### [Exercise material]
* Start *

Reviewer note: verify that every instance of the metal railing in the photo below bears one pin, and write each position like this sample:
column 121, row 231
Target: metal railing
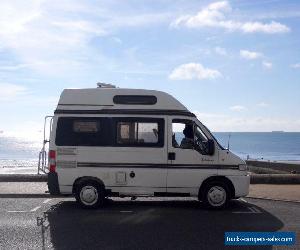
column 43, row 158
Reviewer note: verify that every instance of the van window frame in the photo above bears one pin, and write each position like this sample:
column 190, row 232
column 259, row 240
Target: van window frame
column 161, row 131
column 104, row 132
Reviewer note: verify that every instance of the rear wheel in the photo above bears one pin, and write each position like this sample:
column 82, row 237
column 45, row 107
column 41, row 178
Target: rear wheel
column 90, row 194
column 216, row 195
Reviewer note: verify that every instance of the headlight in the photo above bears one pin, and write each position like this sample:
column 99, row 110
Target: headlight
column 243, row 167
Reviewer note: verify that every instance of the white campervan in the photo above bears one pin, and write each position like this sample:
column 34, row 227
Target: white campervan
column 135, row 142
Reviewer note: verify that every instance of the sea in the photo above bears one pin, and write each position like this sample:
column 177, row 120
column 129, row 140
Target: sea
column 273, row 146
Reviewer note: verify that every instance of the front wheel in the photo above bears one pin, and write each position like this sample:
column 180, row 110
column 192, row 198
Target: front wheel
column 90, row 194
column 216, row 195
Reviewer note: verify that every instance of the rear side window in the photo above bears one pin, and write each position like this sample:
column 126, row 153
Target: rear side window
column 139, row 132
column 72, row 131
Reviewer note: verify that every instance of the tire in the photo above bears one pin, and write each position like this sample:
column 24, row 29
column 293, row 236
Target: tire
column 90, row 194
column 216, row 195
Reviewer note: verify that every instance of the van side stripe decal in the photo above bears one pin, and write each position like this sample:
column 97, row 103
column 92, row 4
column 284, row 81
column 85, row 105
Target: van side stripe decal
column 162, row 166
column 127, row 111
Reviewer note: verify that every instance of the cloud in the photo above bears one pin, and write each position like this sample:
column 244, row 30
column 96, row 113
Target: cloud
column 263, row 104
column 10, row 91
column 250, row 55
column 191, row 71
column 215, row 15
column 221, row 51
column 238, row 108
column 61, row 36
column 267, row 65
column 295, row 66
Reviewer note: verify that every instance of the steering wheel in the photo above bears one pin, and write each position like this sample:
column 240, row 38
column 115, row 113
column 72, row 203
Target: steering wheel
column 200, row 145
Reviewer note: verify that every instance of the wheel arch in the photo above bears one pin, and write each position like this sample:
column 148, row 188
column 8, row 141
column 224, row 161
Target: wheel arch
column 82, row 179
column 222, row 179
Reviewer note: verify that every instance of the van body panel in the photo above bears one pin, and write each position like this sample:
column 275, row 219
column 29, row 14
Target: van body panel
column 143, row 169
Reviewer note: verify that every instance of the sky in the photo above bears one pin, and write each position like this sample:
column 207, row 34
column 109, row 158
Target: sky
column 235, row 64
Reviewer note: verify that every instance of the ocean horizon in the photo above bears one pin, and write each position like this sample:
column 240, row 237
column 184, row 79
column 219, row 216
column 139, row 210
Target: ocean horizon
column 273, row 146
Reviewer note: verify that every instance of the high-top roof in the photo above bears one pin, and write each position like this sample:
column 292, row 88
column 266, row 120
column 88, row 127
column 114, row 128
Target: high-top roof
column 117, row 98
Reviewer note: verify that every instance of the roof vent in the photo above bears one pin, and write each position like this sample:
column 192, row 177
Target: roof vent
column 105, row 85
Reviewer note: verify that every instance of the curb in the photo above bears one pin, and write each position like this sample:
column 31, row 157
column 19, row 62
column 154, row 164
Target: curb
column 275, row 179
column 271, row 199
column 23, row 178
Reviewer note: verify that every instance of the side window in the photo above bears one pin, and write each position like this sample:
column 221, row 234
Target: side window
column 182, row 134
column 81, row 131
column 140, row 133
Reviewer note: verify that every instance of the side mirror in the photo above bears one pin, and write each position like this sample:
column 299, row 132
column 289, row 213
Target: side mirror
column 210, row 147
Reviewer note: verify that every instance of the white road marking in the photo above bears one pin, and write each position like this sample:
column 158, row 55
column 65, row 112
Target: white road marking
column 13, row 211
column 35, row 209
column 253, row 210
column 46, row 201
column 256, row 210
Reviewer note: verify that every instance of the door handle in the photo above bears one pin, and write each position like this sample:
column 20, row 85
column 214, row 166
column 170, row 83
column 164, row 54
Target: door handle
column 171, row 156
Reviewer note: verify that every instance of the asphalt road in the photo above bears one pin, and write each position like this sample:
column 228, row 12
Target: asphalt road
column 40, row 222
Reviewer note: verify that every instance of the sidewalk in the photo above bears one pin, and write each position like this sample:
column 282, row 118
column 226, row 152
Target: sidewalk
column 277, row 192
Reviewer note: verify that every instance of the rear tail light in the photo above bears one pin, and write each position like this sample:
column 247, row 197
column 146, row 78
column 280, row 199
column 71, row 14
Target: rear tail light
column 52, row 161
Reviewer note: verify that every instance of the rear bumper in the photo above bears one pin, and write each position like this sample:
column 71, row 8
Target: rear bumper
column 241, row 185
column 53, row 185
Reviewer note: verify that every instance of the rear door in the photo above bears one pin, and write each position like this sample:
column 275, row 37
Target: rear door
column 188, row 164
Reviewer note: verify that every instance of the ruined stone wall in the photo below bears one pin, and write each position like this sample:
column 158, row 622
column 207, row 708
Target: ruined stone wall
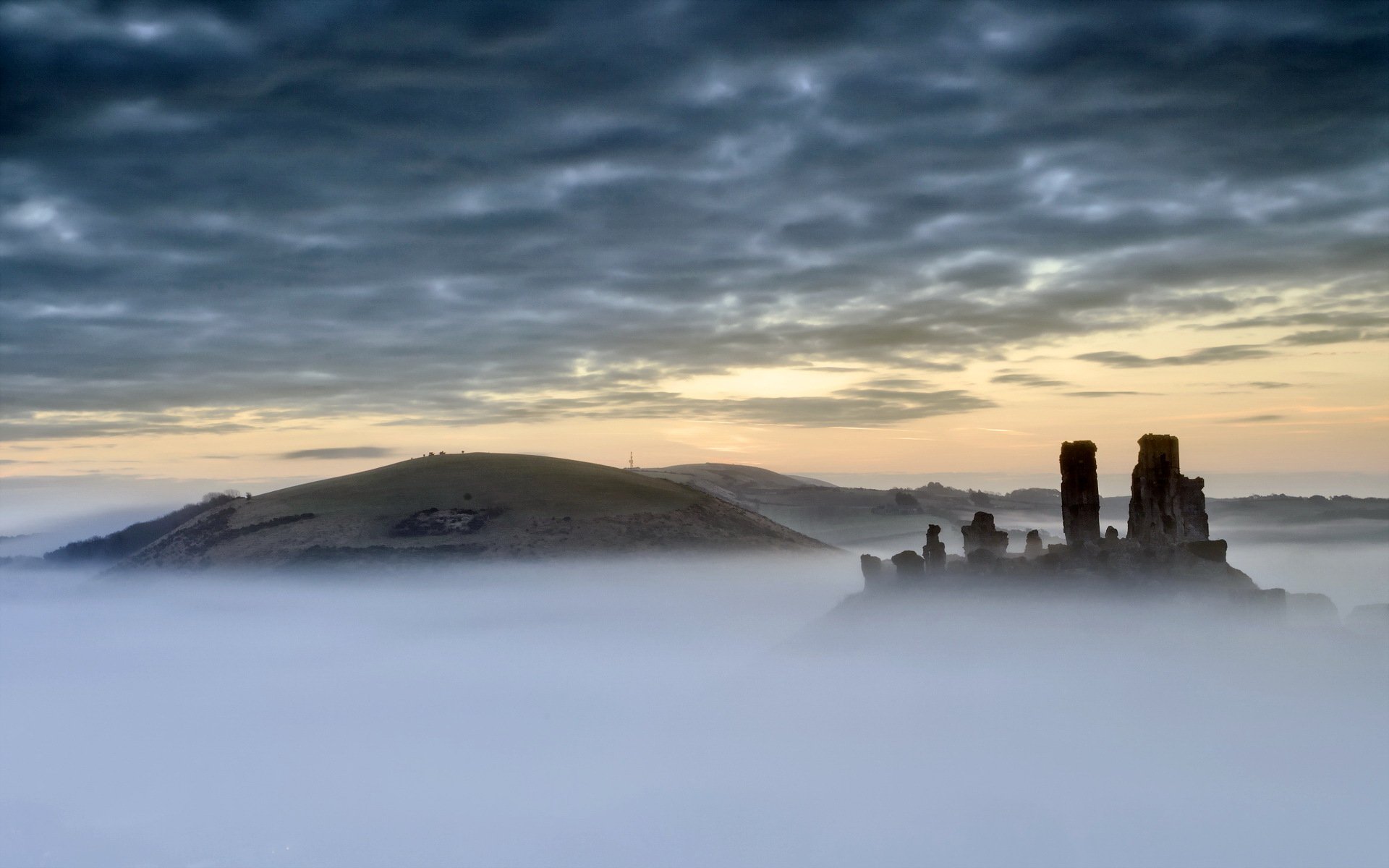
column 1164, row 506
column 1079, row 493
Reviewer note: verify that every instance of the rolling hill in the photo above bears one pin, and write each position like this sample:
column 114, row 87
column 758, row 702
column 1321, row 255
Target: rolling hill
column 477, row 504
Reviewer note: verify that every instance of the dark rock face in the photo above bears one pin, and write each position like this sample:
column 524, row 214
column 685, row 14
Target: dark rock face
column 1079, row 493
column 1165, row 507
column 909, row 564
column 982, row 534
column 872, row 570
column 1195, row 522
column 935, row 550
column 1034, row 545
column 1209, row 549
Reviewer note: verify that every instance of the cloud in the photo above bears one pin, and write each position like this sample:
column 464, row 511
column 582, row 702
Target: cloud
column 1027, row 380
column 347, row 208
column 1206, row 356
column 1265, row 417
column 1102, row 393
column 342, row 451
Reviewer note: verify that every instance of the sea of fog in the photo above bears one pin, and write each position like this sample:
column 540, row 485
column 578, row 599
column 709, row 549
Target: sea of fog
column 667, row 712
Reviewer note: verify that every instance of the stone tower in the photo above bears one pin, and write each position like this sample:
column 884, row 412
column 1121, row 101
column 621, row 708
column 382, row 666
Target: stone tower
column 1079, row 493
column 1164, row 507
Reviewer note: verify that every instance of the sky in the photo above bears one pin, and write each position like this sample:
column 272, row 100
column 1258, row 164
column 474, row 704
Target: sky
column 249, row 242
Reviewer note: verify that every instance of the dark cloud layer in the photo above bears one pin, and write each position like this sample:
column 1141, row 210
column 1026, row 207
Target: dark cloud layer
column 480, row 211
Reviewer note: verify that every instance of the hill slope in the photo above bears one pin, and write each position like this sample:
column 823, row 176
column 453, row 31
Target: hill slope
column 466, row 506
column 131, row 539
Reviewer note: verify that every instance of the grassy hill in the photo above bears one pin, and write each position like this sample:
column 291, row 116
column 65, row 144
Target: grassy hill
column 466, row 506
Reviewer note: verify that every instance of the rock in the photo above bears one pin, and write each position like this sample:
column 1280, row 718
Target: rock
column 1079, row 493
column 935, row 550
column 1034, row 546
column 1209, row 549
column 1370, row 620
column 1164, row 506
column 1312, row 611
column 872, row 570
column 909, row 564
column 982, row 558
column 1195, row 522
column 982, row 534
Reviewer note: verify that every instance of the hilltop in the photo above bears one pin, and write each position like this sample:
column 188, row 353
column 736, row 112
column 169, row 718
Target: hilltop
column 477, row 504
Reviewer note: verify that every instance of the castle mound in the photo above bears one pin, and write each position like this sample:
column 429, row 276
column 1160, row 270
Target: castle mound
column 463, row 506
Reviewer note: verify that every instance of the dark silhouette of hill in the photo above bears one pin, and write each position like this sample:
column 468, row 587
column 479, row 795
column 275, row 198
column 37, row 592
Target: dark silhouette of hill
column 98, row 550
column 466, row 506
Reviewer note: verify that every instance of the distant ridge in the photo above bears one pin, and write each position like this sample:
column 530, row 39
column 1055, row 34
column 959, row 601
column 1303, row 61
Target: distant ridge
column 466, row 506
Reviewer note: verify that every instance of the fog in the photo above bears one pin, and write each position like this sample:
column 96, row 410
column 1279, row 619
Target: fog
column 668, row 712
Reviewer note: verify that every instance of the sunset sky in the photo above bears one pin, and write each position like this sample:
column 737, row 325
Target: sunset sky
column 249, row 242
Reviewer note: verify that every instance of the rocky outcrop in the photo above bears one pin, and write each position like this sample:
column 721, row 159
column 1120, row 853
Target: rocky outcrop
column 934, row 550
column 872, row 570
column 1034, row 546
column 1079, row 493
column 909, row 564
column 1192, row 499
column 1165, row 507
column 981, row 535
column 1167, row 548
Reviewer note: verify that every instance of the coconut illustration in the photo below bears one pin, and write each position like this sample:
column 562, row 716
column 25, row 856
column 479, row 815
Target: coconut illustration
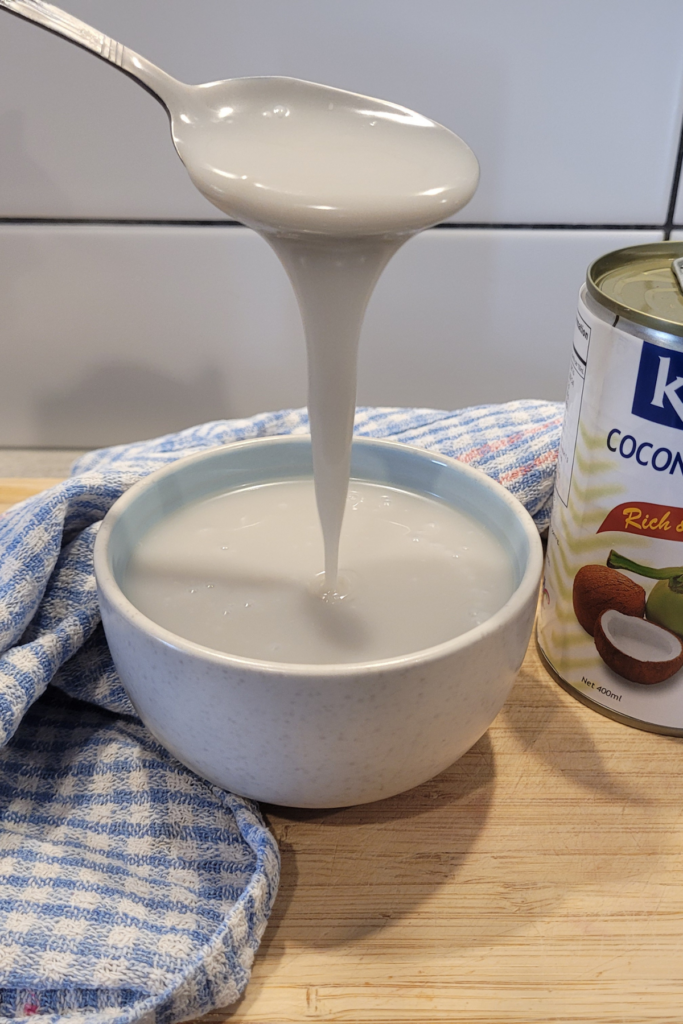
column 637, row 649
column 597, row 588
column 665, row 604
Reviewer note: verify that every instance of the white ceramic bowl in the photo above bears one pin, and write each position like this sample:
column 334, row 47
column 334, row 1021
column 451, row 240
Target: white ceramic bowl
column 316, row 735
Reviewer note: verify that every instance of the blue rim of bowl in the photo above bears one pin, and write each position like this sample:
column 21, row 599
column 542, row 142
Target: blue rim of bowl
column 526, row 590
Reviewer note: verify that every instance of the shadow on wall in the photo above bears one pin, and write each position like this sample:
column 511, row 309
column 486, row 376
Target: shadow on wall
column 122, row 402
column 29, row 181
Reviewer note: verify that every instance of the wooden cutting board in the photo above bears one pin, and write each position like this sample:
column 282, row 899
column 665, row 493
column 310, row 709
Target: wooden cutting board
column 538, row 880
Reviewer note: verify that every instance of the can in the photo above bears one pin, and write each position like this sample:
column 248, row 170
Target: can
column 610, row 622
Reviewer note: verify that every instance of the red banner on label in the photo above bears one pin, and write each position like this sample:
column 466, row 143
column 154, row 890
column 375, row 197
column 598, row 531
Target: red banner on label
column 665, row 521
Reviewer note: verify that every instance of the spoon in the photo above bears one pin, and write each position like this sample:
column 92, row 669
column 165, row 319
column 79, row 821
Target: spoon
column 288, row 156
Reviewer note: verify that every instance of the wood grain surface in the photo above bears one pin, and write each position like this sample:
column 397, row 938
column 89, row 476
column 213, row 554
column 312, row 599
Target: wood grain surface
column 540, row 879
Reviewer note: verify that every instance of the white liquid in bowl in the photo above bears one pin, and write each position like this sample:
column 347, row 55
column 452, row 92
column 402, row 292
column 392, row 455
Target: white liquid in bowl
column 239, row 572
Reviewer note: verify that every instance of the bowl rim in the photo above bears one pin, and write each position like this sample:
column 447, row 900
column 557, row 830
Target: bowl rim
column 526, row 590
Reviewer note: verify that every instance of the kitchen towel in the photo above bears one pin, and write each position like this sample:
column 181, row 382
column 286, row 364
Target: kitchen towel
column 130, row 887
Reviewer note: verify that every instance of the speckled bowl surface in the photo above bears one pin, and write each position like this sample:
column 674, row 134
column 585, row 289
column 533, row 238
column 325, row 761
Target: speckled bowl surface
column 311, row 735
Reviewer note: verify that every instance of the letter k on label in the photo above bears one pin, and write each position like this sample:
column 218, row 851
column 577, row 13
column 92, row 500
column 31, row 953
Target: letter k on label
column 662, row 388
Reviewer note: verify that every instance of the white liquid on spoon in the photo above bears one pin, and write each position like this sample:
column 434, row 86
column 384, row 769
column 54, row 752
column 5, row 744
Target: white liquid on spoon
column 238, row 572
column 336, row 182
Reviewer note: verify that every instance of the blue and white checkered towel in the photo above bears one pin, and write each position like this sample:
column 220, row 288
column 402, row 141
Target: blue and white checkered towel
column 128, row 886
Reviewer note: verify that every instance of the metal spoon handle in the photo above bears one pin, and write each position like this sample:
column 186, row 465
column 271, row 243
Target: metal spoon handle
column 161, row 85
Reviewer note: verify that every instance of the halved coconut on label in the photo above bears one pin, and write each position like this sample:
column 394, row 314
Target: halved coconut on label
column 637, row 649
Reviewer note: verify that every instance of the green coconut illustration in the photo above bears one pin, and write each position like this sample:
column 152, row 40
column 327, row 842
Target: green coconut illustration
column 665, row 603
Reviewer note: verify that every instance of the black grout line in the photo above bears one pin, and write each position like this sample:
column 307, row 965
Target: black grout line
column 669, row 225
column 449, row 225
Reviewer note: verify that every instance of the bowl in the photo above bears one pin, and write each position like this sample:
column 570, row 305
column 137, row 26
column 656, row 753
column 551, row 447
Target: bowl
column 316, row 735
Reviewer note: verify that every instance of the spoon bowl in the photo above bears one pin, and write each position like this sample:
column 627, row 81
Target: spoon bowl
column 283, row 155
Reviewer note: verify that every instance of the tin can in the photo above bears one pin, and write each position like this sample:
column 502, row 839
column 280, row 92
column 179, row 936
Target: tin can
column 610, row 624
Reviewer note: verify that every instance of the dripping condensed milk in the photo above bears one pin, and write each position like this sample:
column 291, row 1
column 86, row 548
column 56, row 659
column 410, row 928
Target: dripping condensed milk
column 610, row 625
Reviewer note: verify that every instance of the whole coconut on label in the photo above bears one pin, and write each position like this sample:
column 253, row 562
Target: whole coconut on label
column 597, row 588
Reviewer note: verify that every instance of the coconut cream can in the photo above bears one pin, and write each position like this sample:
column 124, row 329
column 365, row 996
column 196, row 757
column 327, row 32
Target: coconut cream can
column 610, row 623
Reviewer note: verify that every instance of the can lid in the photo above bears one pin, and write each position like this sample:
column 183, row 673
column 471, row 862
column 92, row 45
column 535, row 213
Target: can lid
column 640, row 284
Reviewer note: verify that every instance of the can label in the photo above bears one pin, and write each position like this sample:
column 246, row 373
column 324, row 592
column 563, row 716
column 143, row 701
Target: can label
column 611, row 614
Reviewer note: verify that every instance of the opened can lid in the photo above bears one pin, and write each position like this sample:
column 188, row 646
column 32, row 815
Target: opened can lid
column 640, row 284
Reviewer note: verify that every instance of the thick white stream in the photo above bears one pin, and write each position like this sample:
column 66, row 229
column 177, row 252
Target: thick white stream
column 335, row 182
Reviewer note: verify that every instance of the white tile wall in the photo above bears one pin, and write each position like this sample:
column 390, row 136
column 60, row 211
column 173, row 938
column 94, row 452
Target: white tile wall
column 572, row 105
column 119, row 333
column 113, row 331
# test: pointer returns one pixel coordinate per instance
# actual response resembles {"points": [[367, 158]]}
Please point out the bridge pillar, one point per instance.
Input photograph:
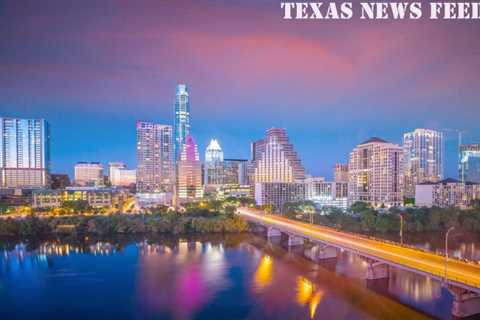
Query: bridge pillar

* End *

### [Instructions for the task]
Repeat the lines above word for word, from the line that contains "Reviewer note: verify that every instance of the curb" through the line that contains "column 23, row 178", including both of those lines.

### [Exercise result]
Reviewer note: verify that every instance of the curb in the photo above bears one pin, and write each position like this sample:
column 31, row 157
column 19, row 62
column 154, row 164
Target: curb
column 275, row 179
column 271, row 199
column 23, row 178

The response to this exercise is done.